▶ [DOCUMENT]:

By Sarah Kent and Justin Scheck
Several big oil companies have fallen into unlikely alignment
with environmental groups calling for new taxes on air polluters
like coal-burning power plants. One key reason: Those taxes are
probably good for their natural-gas businesses.visu
Energy giants including Royal Dutch Shell PLC and BP PLC hope a
so-called carbon tax--which would force companies to pay for their
emissions and likely increase oil producers' costs--also would
increase demand for natural gas, an increasingly significant part
of their output.
The companies are part of a collection of business interests,
environmental activists and economists that have urged negotiators
meeting at a U.N. climate-change summit in Paris over the next two
weeks to consider potential carbon pricing policies as a tool to
curb emissions. Such programs could open new markets in China and
elsewhere for gas to displace coal.
Most carbon-tax plans being discussed wouldn't much affect
transportation fuels that oil companies already sell, says the
Organization for Economic Cooperation and Development. Automobile
fuel is already heavily taxed in much of the world, while
coal-heavy power production often isn't.
"Coal," BP's chief economist, Spencer Dale, said in an October
speech, "is likely to be more affected by future climate policies
than either oil or gas."
The embrace of carbon taxes demonstrates how some oil companies
now see a business opportunity as efforts to enact climate-change
policies gain momentum. While not entirely new, oil companies have
become more vocal in their support for carbon taxes in recent
years.
Oil companies including BP, Shell and France's Total SA joined
forces in recent months to push for action on climate change,
calling for taxes to encourage the use of cleaner-burning gas over
coal. BP has said switching just 1% of world-wide power production
to gas from coal would have an equivalent emissions reduction as
increasing renewable-energy generation by 11%. Exxon Mobil Corp.
isn't part of the coalition, but in recent years it has expressed
support for a carbon tax, provided it is offset by tax reductions
elsewhere.
Their support for a carbon tax carries relatively little risk,
says Kurt Van Dender, the head of the tax and environment unit for
the Organization for Economic Cooperation and Development, a group
of first-world countries that includes the U.S. and Western
European nations.
Around 80% of carbon emissions in the U.S. and Europe come from
power plants and big industrial sources that largely use coal, he
said.
"The relative increase [in costs] will be much higher for these
non-oil types of energy," he said.
Coal producers say any financial incentives to reduce CO2
emissions should be directed toward the development of carbon
capture-and-storage, or CCS, technologies that force emissions into
underground reservoirs.

▶ [THINGS TO DO]:
a - Reproduce the stretch of the carbon-tax article from "Around 80% of" through "underground reservoirs.".
b - In the carbon-tax article, why does Kurt Van Dender say the oil companies' support for a carbon tax carries relatively little risk?

Dataset excerpt
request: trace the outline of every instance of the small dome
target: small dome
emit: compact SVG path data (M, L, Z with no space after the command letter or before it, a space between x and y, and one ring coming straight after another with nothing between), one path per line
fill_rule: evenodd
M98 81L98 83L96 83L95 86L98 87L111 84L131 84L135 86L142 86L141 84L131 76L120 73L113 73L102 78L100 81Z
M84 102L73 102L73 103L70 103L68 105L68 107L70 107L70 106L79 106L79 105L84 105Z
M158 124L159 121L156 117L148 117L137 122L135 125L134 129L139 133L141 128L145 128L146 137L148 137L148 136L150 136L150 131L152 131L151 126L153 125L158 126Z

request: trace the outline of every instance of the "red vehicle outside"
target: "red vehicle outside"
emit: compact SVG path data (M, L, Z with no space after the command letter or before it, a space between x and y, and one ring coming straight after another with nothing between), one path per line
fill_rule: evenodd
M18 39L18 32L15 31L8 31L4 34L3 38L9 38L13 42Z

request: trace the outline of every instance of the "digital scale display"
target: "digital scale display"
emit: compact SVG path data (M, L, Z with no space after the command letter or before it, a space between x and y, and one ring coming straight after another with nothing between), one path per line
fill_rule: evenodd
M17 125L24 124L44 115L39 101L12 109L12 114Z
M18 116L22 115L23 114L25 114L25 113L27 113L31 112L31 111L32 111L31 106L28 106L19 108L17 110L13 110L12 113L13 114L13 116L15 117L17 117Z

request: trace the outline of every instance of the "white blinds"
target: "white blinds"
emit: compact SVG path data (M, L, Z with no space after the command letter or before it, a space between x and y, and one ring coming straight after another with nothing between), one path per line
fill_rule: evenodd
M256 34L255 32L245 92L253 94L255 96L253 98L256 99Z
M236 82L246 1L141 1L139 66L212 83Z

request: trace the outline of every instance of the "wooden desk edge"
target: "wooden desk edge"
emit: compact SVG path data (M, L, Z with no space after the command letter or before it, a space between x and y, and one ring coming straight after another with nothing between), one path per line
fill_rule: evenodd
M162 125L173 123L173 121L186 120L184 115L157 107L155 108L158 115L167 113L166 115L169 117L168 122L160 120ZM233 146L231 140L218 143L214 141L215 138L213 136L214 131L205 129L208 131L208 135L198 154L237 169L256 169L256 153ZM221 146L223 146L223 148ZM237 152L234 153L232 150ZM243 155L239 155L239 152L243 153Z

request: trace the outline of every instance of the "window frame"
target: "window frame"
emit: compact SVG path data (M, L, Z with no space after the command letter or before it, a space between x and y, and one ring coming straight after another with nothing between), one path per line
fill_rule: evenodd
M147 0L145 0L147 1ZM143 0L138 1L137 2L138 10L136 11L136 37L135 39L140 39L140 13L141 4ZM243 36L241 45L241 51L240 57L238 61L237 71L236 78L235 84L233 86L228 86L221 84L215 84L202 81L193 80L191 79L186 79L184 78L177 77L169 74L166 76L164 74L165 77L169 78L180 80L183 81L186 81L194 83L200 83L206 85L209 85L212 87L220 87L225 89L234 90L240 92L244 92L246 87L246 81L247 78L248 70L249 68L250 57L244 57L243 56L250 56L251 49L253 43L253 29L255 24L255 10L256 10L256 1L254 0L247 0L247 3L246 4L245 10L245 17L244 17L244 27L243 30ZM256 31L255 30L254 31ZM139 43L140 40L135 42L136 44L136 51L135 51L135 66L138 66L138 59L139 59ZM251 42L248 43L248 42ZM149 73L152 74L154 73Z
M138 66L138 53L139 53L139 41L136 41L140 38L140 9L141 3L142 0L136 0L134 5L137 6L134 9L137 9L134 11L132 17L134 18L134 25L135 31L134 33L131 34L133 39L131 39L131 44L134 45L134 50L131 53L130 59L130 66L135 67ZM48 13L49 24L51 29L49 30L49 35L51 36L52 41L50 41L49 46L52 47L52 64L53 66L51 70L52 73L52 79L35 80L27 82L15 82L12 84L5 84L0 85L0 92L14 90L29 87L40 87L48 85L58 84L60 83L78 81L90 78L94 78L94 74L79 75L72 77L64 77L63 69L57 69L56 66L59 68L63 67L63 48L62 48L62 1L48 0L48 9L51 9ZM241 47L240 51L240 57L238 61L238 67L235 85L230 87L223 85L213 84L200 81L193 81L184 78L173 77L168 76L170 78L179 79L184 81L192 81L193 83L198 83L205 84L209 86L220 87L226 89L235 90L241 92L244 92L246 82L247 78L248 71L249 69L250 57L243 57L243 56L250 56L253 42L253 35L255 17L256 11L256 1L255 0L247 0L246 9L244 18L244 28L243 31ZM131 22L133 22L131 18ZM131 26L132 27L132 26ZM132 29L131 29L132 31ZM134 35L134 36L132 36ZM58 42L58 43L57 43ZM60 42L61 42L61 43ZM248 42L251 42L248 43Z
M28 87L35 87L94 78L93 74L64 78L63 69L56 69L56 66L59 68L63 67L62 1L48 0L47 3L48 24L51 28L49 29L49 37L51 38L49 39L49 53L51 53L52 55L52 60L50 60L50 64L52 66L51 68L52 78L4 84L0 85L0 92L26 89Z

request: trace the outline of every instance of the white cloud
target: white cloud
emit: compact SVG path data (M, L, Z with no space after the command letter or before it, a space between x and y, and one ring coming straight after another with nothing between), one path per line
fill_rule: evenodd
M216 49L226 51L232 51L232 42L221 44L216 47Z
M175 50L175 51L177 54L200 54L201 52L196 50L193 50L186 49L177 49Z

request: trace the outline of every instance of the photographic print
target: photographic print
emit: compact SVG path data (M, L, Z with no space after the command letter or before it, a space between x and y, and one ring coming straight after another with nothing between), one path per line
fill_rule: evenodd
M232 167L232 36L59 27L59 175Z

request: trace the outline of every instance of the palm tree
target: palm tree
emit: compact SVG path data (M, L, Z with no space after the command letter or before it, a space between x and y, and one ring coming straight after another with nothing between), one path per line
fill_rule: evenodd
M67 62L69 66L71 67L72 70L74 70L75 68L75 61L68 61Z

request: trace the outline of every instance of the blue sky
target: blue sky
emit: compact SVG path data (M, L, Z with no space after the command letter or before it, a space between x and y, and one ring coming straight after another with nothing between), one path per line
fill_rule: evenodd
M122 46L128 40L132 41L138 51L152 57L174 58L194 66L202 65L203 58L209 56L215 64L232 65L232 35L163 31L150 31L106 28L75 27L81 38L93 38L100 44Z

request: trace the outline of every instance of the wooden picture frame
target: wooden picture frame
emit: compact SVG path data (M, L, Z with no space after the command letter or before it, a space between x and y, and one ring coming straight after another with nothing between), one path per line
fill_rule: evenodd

▶ [SOLUTIONS TO THE TASKS]:
a -
Around 80% of carbon emissions in the U.S. and Europe come from
power plants and big industrial sources that largely use coal, he
said.
"The relative increase [in costs] will be much higher for these
non-oil types of energy," he said.
Coal producers say any financial incentives to reduce CO2
emissions should be directed toward the development of carbon
capture-and-storage, or CCS, technologies that force emissions into
underground reservoirs.

b - He says about 80% of carbon emissions in the U.S. and Europe come from power plants and big industrial sources that largely use coal. So the relative increase in costs would be much higher for these non-oil types of energy than for oil.